ACTIVITY
The data are to be restated in full, exactly as presented.

RECORDS FOR THIS TASK: Begin

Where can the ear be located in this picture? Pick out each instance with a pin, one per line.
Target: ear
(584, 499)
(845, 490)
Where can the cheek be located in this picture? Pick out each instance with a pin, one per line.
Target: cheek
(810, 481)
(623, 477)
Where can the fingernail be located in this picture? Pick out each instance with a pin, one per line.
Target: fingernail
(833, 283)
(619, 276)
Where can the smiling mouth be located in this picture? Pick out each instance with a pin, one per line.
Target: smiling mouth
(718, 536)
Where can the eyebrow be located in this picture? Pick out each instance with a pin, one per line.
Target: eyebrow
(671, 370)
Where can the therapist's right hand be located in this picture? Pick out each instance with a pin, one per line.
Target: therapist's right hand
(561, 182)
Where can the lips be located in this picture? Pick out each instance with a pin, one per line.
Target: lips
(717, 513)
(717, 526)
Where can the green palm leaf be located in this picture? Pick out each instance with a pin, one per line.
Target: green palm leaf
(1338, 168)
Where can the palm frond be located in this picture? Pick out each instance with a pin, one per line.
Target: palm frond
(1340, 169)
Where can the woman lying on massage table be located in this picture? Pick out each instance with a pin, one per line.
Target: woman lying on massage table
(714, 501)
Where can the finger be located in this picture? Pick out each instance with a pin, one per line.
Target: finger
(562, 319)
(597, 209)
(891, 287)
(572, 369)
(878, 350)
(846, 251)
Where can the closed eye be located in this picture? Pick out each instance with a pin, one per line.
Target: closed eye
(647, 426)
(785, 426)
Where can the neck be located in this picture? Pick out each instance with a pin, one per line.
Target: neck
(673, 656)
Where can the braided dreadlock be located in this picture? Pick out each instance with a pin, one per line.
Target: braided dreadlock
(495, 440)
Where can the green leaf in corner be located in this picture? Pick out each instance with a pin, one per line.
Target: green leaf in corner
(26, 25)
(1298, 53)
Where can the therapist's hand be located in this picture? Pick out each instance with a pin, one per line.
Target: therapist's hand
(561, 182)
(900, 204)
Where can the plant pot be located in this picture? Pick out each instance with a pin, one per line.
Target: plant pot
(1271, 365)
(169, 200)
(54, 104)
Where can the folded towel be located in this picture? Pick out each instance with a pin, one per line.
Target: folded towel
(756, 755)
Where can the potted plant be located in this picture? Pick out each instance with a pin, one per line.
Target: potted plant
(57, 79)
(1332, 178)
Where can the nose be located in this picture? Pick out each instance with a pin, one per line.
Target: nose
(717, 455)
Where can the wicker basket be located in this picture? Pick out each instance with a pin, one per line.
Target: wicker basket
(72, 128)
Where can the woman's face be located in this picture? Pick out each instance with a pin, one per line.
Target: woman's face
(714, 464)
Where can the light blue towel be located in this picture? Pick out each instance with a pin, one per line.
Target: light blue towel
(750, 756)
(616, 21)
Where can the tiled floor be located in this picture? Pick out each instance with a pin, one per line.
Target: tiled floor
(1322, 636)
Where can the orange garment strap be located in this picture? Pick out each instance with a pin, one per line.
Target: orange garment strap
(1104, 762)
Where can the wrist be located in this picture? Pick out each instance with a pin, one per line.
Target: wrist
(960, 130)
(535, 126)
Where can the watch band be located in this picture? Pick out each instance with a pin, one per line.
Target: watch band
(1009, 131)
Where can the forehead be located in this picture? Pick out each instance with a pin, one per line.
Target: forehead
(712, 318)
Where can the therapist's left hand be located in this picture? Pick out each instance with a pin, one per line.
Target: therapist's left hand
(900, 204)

RECORDS FOR THIS TASK: End

YOUR RESPONSE
Where can the ear be located in this picture? Pick out each instance with a pin, one per line.
Target: ear
(584, 499)
(845, 490)
Where can the cheek be located in this picture? Pick out each instance with a pin, one per line.
Target: cheek
(810, 481)
(623, 477)
Where can the fingernail be located in this picture? Pick out each instance with a pin, one per line.
Target: fingernail
(833, 283)
(619, 276)
Where can the smiling mouth be located in this picture? Pick out each instance with a pin, one per line.
Target: smiling mouth
(718, 536)
Where can the eyebrow be located in this picture? Pick out each instance with a pin, one per line.
Target: eyebrow
(671, 370)
Where can the therapist's right hand be located in this picture? Pick out each instance with a pin, one per line.
Target: therapist's right hand
(561, 182)
Where can the lips be located in this picture? Pick out each instance with a pin, one per line.
Target: lips
(717, 513)
(717, 526)
Where can the green palm leaf be located in this picture? Pick out each instance with a pin, one per line.
Target: green palm leaf
(1338, 168)
Where can the palm frond be located in this picture? Pick out each instance with a pin, one per line.
Target: palm frond
(1340, 169)
Where can the woman lying on massage table be located in this picture? Pick out each instance with a pin, one per line.
Target: woman lying on massage table
(714, 501)
Where can the finger be located in this picture? Pick out each instance with a pin, one per line.
Target: finger
(562, 319)
(597, 209)
(891, 287)
(572, 369)
(878, 350)
(846, 251)
Where can the closed eye be located in this picture? Pick out each instance with a pin, one per line.
Target: closed eye
(647, 426)
(785, 426)
Where can the neck be located in this picture? Pick out each instance with a pin, one per line.
Target: neck
(673, 656)
Where can the braided dreadlock be located in this picture? Pick out each instance with a pin, one per line.
Target: braided dreadlock
(495, 440)
Where can the green leaf in corner be located in this picture? Pick out each instance with a pin, one per line.
Target: green leaf in corner
(26, 25)
(1298, 53)
Where can the therapist's hand be located in this picture? Pick out each instance with a pin, one per line.
Target: therapist's hand
(561, 182)
(900, 204)
Where can the plant pot be located in this picture? Pick out each instance with a pin, one per line.
Target: plant pot
(1271, 365)
(169, 200)
(54, 104)
Where can the folded towel be located in this picture? Pick out each instance with a pin, one per line.
Target: folded towel
(756, 755)
Where can the potted plant be located in this picture? Pick out each instance with a pin, one per line.
Target: potted plant
(57, 79)
(1332, 178)
Where can the nose be located in this picture? Pick out each instance with a pin, one per line.
Target: nose
(717, 455)
Where can the wicker basket be located in this picture? Pick out each instance with a pin, one per line.
Target: wicker basket
(72, 128)
Where can the woman's face be located in this picture? Pick out each instance with a pin, one per line.
Target: woman's face
(714, 464)
Where can the light blue towel be located in this picture? Pick out each instance with a pin, one per line.
Target: light blue towel
(750, 756)
(616, 21)
Where can the tiled floor be located in this picture? Pick out each instance with a pin, one per line.
Target: tiled floor
(1322, 636)
Where can the orange garment strap be located in this picture? Pick out each instance with a pin, one per line.
Target: orange garment strap
(1104, 762)
Where can the wrist be located in this picture? Pick out each instance with a pin, one per line.
Target: wrist
(960, 130)
(535, 126)
Where can the watch band be located in this picture? Pick out each instance with a pin, one per line.
Target: watch band
(1009, 131)
Where can the forehead be located in this picture? Pick out each instance with a pin, one per line.
Target: forehead
(712, 318)
Where can the therapist's left hand be located in this picture? Pick out each instance with a pin, one per line.
Target: therapist's left hand
(900, 204)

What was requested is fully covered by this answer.